**AIM OF THE EXERCISE**
Give the records again exactly as written. Leave out the pictures.

** Opening DATA FOR THIS TASK block **

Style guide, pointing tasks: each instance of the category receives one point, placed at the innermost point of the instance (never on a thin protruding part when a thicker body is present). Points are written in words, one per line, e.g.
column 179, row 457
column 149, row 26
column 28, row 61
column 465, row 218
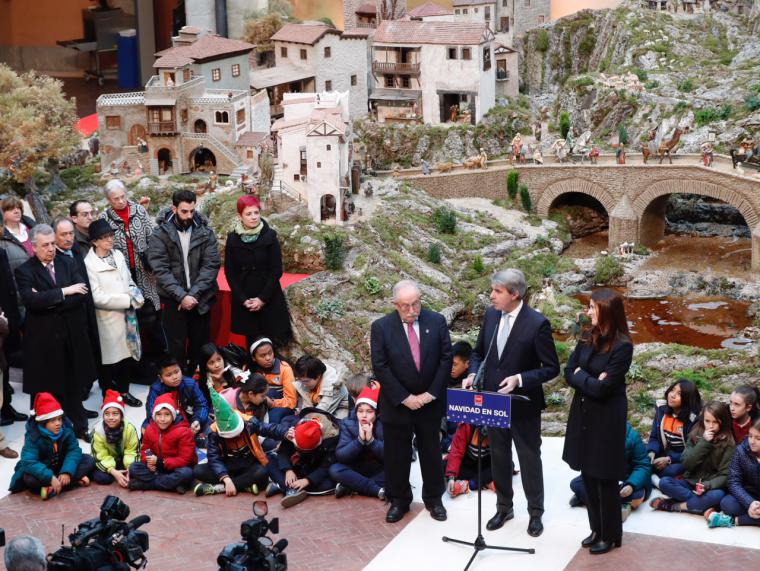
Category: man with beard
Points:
column 185, row 260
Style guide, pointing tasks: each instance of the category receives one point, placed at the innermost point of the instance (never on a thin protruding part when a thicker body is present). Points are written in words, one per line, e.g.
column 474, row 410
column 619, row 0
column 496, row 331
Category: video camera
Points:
column 106, row 543
column 256, row 552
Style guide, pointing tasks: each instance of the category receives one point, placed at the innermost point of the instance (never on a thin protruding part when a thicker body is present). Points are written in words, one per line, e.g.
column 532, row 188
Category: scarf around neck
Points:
column 248, row 235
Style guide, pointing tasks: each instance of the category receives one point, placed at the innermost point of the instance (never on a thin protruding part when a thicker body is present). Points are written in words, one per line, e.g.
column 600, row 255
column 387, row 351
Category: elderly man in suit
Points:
column 57, row 351
column 516, row 349
column 411, row 357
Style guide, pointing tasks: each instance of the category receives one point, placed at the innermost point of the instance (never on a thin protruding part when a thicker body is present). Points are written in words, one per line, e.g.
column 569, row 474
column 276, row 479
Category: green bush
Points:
column 434, row 254
column 607, row 269
column 372, row 285
column 335, row 251
column 445, row 220
column 542, row 41
column 525, row 198
column 512, row 179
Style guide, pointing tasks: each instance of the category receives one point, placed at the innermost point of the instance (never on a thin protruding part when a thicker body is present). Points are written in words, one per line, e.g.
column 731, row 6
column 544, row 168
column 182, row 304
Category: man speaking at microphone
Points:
column 516, row 350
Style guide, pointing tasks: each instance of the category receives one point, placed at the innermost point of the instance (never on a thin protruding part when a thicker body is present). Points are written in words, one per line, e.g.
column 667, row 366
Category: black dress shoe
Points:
column 499, row 520
column 13, row 414
column 602, row 546
column 590, row 540
column 131, row 400
column 535, row 527
column 395, row 513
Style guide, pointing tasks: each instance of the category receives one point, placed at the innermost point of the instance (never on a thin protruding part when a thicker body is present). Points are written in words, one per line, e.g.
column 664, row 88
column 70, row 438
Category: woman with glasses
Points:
column 116, row 298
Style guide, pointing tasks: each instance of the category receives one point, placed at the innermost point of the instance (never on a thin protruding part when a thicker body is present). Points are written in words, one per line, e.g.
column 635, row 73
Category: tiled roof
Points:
column 429, row 9
column 416, row 32
column 205, row 48
column 302, row 33
column 367, row 8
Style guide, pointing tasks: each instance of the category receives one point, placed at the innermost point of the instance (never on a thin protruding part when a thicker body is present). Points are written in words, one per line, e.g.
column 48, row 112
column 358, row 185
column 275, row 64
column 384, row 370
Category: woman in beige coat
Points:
column 116, row 298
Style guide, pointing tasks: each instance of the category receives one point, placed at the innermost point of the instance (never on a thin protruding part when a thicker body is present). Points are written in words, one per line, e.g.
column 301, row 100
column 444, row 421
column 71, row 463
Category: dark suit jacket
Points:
column 56, row 328
column 529, row 351
column 394, row 367
column 596, row 430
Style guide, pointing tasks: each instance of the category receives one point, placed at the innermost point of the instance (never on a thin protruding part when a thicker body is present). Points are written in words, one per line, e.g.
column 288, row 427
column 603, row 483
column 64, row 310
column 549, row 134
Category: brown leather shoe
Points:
column 8, row 453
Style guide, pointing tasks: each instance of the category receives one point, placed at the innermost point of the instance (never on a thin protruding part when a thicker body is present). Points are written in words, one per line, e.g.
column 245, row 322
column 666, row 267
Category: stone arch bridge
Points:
column 634, row 196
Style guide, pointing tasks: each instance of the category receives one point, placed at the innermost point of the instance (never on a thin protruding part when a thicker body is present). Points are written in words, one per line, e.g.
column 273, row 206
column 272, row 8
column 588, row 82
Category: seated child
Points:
column 744, row 409
column 281, row 398
column 672, row 422
column 318, row 386
column 359, row 455
column 236, row 460
column 459, row 365
column 742, row 504
column 301, row 466
column 709, row 449
column 192, row 405
column 461, row 465
column 216, row 370
column 115, row 443
column 51, row 460
column 167, row 455
column 636, row 487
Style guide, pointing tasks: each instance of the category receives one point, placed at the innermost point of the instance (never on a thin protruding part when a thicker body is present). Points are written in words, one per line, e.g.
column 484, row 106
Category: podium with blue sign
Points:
column 481, row 409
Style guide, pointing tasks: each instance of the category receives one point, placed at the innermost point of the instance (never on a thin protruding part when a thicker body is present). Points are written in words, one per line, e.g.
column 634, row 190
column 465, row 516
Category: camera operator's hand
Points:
column 229, row 487
column 55, row 483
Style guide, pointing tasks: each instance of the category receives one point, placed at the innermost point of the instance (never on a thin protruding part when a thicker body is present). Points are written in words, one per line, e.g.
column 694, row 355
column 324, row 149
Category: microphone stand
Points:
column 480, row 543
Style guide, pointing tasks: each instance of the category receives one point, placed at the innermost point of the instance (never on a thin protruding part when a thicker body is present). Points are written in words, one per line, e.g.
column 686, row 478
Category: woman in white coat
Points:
column 116, row 298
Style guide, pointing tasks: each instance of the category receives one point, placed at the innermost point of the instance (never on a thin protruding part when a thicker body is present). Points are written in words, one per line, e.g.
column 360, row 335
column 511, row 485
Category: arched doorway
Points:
column 164, row 157
column 203, row 160
column 327, row 207
column 137, row 132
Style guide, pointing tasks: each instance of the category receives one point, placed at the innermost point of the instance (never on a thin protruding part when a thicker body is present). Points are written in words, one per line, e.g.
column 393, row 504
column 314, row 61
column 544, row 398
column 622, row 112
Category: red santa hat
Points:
column 165, row 401
column 46, row 407
column 308, row 435
column 112, row 399
column 369, row 396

** Closing DATA FOR THIS TASK block **

**ANSWER SECTION**
Style guide, pointing tasks: each instance of the category receives one point, placed at the innermost point of the instance (never on a thin protruding part when a thicker body is present). Points are written in words, one per line, e.g.
column 179, row 457
column 149, row 26
column 28, row 61
column 465, row 218
Category: man with beard
Points:
column 185, row 260
Style guide, pointing tasks: each instance of the category receives one point, placed at the innermost point of the instance (never on a thin protruding part when a thicker body is present). Points are written in words, one per line, e.g.
column 474, row 410
column 619, row 0
column 496, row 331
Category: video camera
Points:
column 106, row 543
column 256, row 552
Style guide, pointing tasks: each instance of the category receives one point, placed at the innermost point of the instance (never on a thin protruding part when a thicker body is present). Points are written in words, one per line, e.g.
column 532, row 188
Category: scarf around neck
Points:
column 248, row 235
Style guide, pointing tasks: each instance of the category receives one point, placed at the innermost point of the instance (never on a thin protruding part when a thicker body is present). Points are written in words, one per line, e.g.
column 600, row 255
column 387, row 351
Category: elderly man in suit
Points:
column 57, row 351
column 516, row 349
column 411, row 357
Style guide, pointing tasks: each instance of the category receives one point, placed at the innermost point of the instance (never on a thin protruding part when a thicker body is present). Points are written in words, one per line, e.g.
column 569, row 474
column 276, row 479
Category: green bush
Points:
column 434, row 254
column 607, row 269
column 372, row 285
column 335, row 251
column 445, row 220
column 542, row 41
column 525, row 198
column 512, row 179
Style guide, pointing tasks: each instance of the category receives one point, placed at the innermost point of the instance (never on a thin protruding part when a thicker body is present). Points are written in words, one per line, e.g.
column 731, row 6
column 544, row 168
column 182, row 304
Category: man speaking at microphone
Points:
column 516, row 350
Style guide, pointing tasks: each instance of the category receives one point, placed at the innermost point of the instance (never on a thin protruding part when a thicker body is present). Points are written in words, one per line, e.g.
column 667, row 366
Category: black dress shoe
Points:
column 499, row 520
column 13, row 414
column 602, row 546
column 590, row 540
column 131, row 400
column 535, row 527
column 395, row 513
Style guide, pointing tasks: each instance of the category receives one point, placed at the innermost point of the instance (never on a thin protruding part when a thicker body is present). Points are written in words, one per line, e.g.
column 664, row 88
column 70, row 438
Category: woman with glasses
Points:
column 116, row 298
Style guide, pointing tasks: each instance of the category receives one point, placed at the innermost point of the instance (never on a thin protruding part when a thicker body is present). Points are written in words, one per line, e.g.
column 635, row 73
Category: tiled roof
Points:
column 429, row 9
column 416, row 32
column 205, row 48
column 302, row 33
column 367, row 8
Style guide, pointing tasks: each instance of the category receives one point, placed at the innermost point of the instance (never on a thin protruding part when a thicker body is present). Points are written in words, one per line, e.g.
column 48, row 112
column 358, row 185
column 275, row 64
column 384, row 370
Category: woman in beige coat
Points:
column 116, row 298
Style guide, pointing tasks: each instance of the category receives one point, placed at the innermost point of the instance (never on a thin protruding part when a thicker body is present). Points are written in words, one per line, e.g.
column 301, row 100
column 444, row 421
column 71, row 463
Category: dark suit jacket
Points:
column 56, row 328
column 529, row 351
column 394, row 367
column 596, row 430
Style guide, pointing tasks: each instance of the category receives one point, placed at the innermost point of the instance (never on a thin protruding part when a thicker body is present). Points are written in words, one per line, e.g.
column 288, row 427
column 603, row 483
column 64, row 310
column 549, row 134
Category: brown leather shoe
Points:
column 8, row 453
Style guide, pointing tasks: each instance of the category receives one point, placed at the innermost point of the instance (never on a thin protruding part when a thicker body is present). Points are written in words, one per line, e.g.
column 245, row 322
column 666, row 267
Category: stone arch bridge
Points:
column 634, row 196
Style guide, pointing tasks: each instance of the category receives one point, placed at the innermost point of the instance (never on a thin protruding part when a thicker body is present). Points are written in words, one per line, e.g.
column 273, row 206
column 272, row 8
column 588, row 82
Category: seated child
Points:
column 744, row 409
column 281, row 398
column 672, row 422
column 318, row 386
column 359, row 455
column 236, row 460
column 459, row 365
column 742, row 504
column 301, row 466
column 709, row 449
column 192, row 405
column 461, row 465
column 216, row 370
column 115, row 443
column 51, row 460
column 167, row 455
column 636, row 487
Style guide, pointing tasks: each instance of the category receives one point, placed at the innermost point of the instance (never on a thin protruding part when a thicker body is present). Points are written in words, one per line, e.g.
column 484, row 106
Category: podium with blue sign
Points:
column 481, row 409
Style guide, pointing tasks: each instance of the category receives one point, placed at the innermost point of the instance (never on a thin protruding part when a thicker body is present). Points are written in words, one per line, e.g.
column 634, row 190
column 465, row 516
Category: camera operator's hand
Points:
column 229, row 487
column 55, row 483
Style guide, pointing tasks: each instance of the category receives one point, placed at the innermost point of the instance (never on a thin protruding part when a thicker body is present). Points are written in words, one per line, e.g.
column 694, row 355
column 324, row 149
Category: microphone stand
Points:
column 480, row 543
Style guide, pointing tasks: each instance of the category receives one point, placed at the innermost point of the instance (never on a thin protruding part when a thicker body is present). Points are written in words, one per line, e.g.
column 686, row 478
Category: woman in white coat
Points:
column 116, row 298
Style guide, pointing tasks: each instance of the category receives one point, placed at the innermost point of the instance (never on a thin protruding part when a thicker body is present). Points are written in words, one per line, e.g.
column 360, row 335
column 511, row 485
Category: arched doorway
Points:
column 164, row 157
column 203, row 160
column 327, row 207
column 137, row 132
Style guide, pointing tasks: each instance of the category receives one point, placed at the innermost point of the instance (never on a thin protruding part when a thicker body is present). Points are written in words, one per line, e.g.
column 393, row 504
column 314, row 61
column 544, row 398
column 622, row 112
Category: red santa hat
Points:
column 165, row 401
column 46, row 407
column 308, row 435
column 112, row 399
column 369, row 396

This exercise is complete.